> СПИСОК ЗАДАНИЙ:
1 – Ответьте, пожалуйста, по фрагменту о пророчестве:
(а) С какого языка буквально переведено слово «пророчество»?
(б) О чём, по словам фрагмента, чаще всего говорит Бог?
(в) Какие природные явления фрагмент приводит как то, что можно предсказать?
2 – Обновите фрагмент о пророчестве: перепишите часть, начиная с «А что такое» и заканчивая «так чаще всего.», заменив «греческого» на «древнегреческого».

> ФРАГМЕНТ СТРАНИЦЫ:
А что такое пророчество? Ну, в нашем языке, в обычном народном языке, «пророчество», «пророчествовать» всегда как-то сопряжено с предсказаниями: «О, мне напророчествовали то-то и то-то». Но в Библии этого нет. Это в нашем народном языке. Само слово «про-рочество» ‒ это буквальный перевод с греческого pro-fhteia [про-фетия] и означает «говорение» (-рочество, речи ‒ речь), говорение через, про-: когда Бог говорит через человека, и речь пророка ‒ это речь Бога. Он про-рекает, то есть через него говорит Бог. Поэтому когда пророк говорит «Я», знайте, что это Бог, это божественное «Я», это через его уста. Пророк ‒ это уста Бога. Ну, так чаще всего.

А о чём говорит Бог? Много о чём говорит, но чаще всего Бог излагает Свою волю мне, нам, сейчас и здесь. Он не говорит о том, что будет, Он говорит о том, что надо делать сейчас и здесь.

Так что пророчества не эсхатологичны, а всегда относятся к современности. А они не предсказывают. Ну, иногда бывают предсказания пророческие, очень редко, и чаще всего, на девяносто девять процентов связаны с теми моментами, которые не зависят от человека.

Ведь дело в том, что предсказать человеческое поведение, человеческую судьбу, в общем-то, невозможно, это всегда ложь или чаще всего ложь, если не случайное совпадение. Потому что человек сотворён по образу и подобию Божию. Человек сотворён со свободной волей – во всяком случае после грехопадения у него осталась хотя бы свобода выбора. Направо или налево? Делать зло или делать добро? Делать так или этак? ‒ это у всякого нормального человека есть. Следовать воле Божией или не следовать ей? Поэтому Бог не использует человека как Карабас-Барабас своих марионеток: «Вот так будешь, так будешь!» Нет! Потому что люди ‒ это образы Божии со своей свободой. Это не куклы! И Бог говорит: делай так-то и так-то, тогда будет так-то. А если ты сделаешь вот так-то ‒ тогда будет вот так. То есть пророчества предостерегают, но не предопределяют, и тем отличаются от всяких предсказаний. Предсказывают карты, предсказывают цыганки, предсказывают мошенники, но не Бог. Предсказать можно только то, что не зависит от свободной воли человека. Ну, мы знаем, что можно предсказать погоду, можно предсказать цунами, землетрясение, падение кометы… Можно предсказать даже войну, если мы знаем расположение мировых сил. Можно предсказать голод, если мы знаем метеорологические какие-нибудь явления на планете и так далее. Но то, что зависит от воли человека, предсказать невозможно. Или для этого нужна действительно какая-то особая божественная харизма, что бывает очень редко.

Данные для разметки областей
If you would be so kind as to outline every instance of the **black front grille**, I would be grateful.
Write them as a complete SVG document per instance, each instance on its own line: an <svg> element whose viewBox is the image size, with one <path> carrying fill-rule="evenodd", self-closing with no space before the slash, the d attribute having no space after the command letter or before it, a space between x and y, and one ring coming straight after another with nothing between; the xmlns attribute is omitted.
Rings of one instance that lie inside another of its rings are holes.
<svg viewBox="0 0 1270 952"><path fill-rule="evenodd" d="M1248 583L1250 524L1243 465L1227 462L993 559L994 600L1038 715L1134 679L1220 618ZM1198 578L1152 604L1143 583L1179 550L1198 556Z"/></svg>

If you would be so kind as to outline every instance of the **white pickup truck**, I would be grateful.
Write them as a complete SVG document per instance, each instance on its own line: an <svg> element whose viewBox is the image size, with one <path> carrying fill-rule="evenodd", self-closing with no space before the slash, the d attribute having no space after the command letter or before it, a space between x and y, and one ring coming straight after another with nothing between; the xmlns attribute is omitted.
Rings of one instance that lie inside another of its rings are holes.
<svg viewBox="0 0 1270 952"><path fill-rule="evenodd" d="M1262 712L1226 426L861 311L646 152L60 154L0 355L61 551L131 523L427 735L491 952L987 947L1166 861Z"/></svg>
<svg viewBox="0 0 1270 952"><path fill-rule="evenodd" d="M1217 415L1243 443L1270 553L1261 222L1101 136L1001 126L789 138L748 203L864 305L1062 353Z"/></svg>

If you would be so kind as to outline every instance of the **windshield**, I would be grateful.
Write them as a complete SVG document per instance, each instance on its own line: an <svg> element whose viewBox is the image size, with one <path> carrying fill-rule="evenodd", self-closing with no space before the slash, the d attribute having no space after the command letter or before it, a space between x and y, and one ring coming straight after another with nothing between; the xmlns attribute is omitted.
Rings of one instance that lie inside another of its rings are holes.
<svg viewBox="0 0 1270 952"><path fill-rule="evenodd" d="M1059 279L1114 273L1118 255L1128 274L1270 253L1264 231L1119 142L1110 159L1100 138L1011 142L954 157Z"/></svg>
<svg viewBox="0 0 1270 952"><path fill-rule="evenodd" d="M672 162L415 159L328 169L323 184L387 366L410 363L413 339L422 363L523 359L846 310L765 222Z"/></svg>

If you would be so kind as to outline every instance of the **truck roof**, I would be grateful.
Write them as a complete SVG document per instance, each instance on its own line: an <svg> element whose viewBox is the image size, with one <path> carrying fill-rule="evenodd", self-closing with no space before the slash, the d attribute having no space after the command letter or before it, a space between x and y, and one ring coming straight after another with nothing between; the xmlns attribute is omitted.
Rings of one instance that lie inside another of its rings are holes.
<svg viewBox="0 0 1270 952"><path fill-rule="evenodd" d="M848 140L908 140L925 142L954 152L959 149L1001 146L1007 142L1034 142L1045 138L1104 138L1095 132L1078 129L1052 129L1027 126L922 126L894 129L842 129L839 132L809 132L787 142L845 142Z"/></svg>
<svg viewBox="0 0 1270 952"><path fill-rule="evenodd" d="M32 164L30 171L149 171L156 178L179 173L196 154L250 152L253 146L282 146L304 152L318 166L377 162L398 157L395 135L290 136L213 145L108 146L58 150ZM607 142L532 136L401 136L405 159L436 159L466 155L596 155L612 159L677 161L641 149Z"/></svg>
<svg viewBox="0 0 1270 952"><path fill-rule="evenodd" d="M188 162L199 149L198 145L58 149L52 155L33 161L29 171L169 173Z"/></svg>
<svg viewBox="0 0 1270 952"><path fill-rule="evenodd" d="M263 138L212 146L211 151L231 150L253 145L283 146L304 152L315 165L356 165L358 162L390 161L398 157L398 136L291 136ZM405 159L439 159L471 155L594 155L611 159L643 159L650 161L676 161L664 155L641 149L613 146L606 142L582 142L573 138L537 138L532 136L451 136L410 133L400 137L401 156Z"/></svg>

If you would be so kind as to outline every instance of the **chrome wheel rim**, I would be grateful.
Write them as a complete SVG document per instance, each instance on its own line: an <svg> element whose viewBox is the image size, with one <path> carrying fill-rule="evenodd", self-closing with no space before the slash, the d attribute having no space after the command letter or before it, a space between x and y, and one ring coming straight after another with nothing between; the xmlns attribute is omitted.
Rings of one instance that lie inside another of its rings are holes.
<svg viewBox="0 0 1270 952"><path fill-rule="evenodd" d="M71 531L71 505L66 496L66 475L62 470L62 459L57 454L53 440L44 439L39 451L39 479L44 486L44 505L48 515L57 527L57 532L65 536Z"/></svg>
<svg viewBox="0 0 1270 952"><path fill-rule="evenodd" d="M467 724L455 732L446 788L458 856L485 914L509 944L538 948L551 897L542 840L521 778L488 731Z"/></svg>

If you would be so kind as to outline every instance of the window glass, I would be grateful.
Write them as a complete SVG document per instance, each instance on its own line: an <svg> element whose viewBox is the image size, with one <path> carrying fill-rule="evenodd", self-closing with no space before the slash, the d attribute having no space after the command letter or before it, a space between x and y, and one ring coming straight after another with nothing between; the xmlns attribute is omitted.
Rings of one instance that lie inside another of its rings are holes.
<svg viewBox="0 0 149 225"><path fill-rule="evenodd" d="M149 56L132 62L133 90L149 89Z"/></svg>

> ОТВЕТЫ К ЗАДАНИЯМ:
1 –
(а) С греческого.
(б) Он излагает Свою волю, то есть говорит о том, что надо делать сейчас и здесь.
(в) Погоду, цунами, землетрясение, падение кометы.

2 –
А что такое пророчество? Ну, в нашем языке, в обычном народном языке, «пророчество», «пророчествовать» всегда как-то сопряжено с предсказаниями: «О, мне напророчествовали то-то и то-то». Но в Библии этого нет. Это в нашем народном языке. Само слово «про-рочество» ‒ это буквальный перевод с древнегреческого pro-fhteia [про-фетия] и означает «говорение» (-рочество, речи ‒ речь), говорение через, про-: когда Бог говорит через человека, и речь пророка ‒ это речь Бога. Он про-рекает, то есть через него говорит Бог. Поэтому когда пророк говорит «Я», знайте, что это Бог, это божественное «Я», это через его уста. Пророк ‒ это уста Бога. Ну, так чаще всего.